*** RECORDS TO PROCESS ***

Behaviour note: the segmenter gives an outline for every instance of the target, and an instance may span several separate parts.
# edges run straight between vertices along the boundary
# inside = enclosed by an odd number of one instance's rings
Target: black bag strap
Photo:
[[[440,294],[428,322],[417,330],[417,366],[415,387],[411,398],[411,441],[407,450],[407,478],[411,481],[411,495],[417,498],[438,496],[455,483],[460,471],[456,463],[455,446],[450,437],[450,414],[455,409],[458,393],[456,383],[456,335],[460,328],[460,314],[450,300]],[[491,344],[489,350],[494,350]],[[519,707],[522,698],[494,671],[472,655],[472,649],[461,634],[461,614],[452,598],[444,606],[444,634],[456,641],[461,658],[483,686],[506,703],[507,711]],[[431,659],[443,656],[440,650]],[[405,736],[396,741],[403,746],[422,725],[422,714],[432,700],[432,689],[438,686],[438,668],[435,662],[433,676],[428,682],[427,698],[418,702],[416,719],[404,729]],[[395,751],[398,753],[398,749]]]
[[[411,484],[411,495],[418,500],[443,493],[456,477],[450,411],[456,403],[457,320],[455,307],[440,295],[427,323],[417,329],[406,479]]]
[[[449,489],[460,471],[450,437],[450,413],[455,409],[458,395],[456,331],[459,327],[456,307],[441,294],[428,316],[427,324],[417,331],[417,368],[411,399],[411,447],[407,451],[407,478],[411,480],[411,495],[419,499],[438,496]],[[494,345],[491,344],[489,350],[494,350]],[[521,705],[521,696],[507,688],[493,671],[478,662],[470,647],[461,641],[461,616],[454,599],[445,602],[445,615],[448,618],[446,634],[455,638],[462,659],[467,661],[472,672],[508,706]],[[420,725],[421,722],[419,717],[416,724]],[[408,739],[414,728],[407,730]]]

*** End of RECORDS TO PROCESS ***

■ **EXERCISE DETAILS**
The required output is the set of lines from the first line of the data through the line that contains "Target: black bag strap", transcribed exactly.

■ **WRITTEN RESPONSE**
Behaviour note: the segmenter gives an outline for every instance of the target, and an instance may span several separate parts.
# edges run straight between vertices along the boundary
# inside = enclosed by an odd number of one instance's rings
Target: black bag strap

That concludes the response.